* Selected excerpt *
I do take issue with the assertion that scaling laws imply slow takeoff. One key takeaway of the modern ML revolution is that specific details of architectures-in-the-narrow-sense* is mostly not that important and compute and data dominate.
The natural implication is that scaling laws are a function of the data distribution—and mostly not of the architecture. Just because we see a ‘smooth, slow’ scaling law on text data doesn’t mean that this will generalize to other domains/situations/ horizons. In fact, I think we should mostly expect this not to be the case.
*I think the jump from architectures-in-the-narrow-sense don’t matter to architectures-in-the-broad-sense don’t matter is often made. I think this obviously not suppored by the evidence we have sofar (despite many claims to the contrary) and likely wrong.
Even architectures-in-the-narrow-sense don’t show overarching scaling laws at current scales, right? IIRC the separate curves for MLPs, LSTMs and transformers do not currently match up into one larger curve. See e.g. figure 7 here.
So a sudden capability jump due to a new architecture outperforming transformers the way transformers outperform MLPs at equal compute cost seems to be very much in the cards?
I intuitively agree that current scaling laws seem like they might be related in some way to a deep bound on how much you can do with a given amount of data and compute, since different architectures do show qualitatively similar behavior even if the y-axes don’t match up. But I see nothing to suggest that any current architectures are actually operating anywhere close to that bound.
Is it true that scaling laws are independent of architecture? I don’t know much about scaling laws but that seems surely wrong to me.
e.g. how does RNN scaling compare to transformer scaling
The relevant laws describe how perplexity determines compute and data needed to get it by a training run that tries to use as little compute as possible and is otherwise unconstrained on data. The claim is this differs surprisingly little across different architectures. This is different from what historical trends in algorithmic progress measure, since those results are mostly not unconstrained on data (which also needs to be from sufficiently similar distributions to compare architectures), and fail to get through the initial stretch of questionable scaling at low compute.

* Check your understanding *
• a. In the scaling-law discussion, which three architectures have separate curves that do not match up into one larger curve?
• b. Reproduce a passage of the scaling-law discussion word for word, beginning at the words "The natural implication" and stopping after "and likely wrong.".
• c. Carry on the scaling-law discussion from the point where its last sentence ends.

* Saved entries *
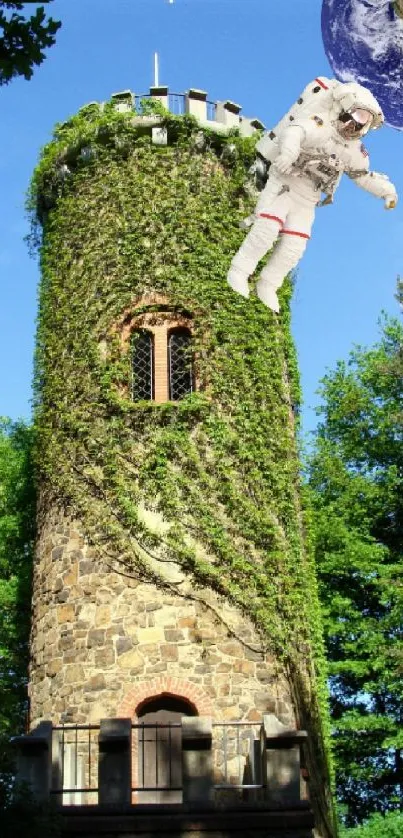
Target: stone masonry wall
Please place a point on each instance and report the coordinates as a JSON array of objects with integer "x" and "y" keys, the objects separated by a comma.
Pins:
[{"x": 103, "y": 643}]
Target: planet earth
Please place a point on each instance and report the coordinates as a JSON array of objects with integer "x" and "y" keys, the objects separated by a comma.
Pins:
[{"x": 363, "y": 40}]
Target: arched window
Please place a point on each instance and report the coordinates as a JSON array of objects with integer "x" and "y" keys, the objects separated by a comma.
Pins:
[
  {"x": 180, "y": 367},
  {"x": 160, "y": 748},
  {"x": 142, "y": 365}
]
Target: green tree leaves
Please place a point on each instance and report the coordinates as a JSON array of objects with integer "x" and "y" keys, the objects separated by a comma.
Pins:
[
  {"x": 17, "y": 530},
  {"x": 22, "y": 39},
  {"x": 357, "y": 481}
]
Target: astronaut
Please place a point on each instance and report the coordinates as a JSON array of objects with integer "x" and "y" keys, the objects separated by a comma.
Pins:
[{"x": 308, "y": 153}]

* Task answers *
• a. MLPs, LSTMs and transformers.

• b.
The natural implication is that scaling laws are a function of the data distribution—and mostly not of the architecture. Just because we see a ‘smooth, slow’ scaling law on text data doesn’t mean that this will generalize to other domains/situations/ horizons. In fact, I think we should mostly expect this not to be the case.
*I think the jump from architectures-in-the-narrow-sense don’t matter to architectures-in-the-broad-sense don’t matter is often made. I think this obviously not suppored by the evidence we have sofar (despite many claims to the contrary) and likely wrong.

• c.
It’s still probably mostly selection effect, but see Mamba’s scaling laws (Figure 4 in the paper) where dependence of FLOPs on perplexity only ranges about 6x across GPT-3, LLaMA, Mamba, Hyena, and RWKV. Also, the graphs for different architectures don’t like intersecting, suggesting some “compute multiplier” property of how efficient an architecture is across a wide range of compute compared to another architecture. The question is if any of these compute multipliers significantly change at greater scale, once you clear the first 1e20 FLOPs or so.
Hence generation of higher quality data is a plausible way of disrupting the way scaling laws govern slow takeoff. What this data needs to provide is general cognitive competence that therefore applies to the physical world, but that competence doesn’t need to involve initial familiarity with the human world.
So it could be formal proofs on a reasonable distribution of topics, or a superscaled RL system in an environment that sufficiently elicits general reasoning. If the backbone of a dataset shapes representations towards competence, it might transfer to other areas. Thus we get an alien mind that mostly uses natural data as a tool to speak good English and anticipate popular opinion, not as the essential fabric of its own nature.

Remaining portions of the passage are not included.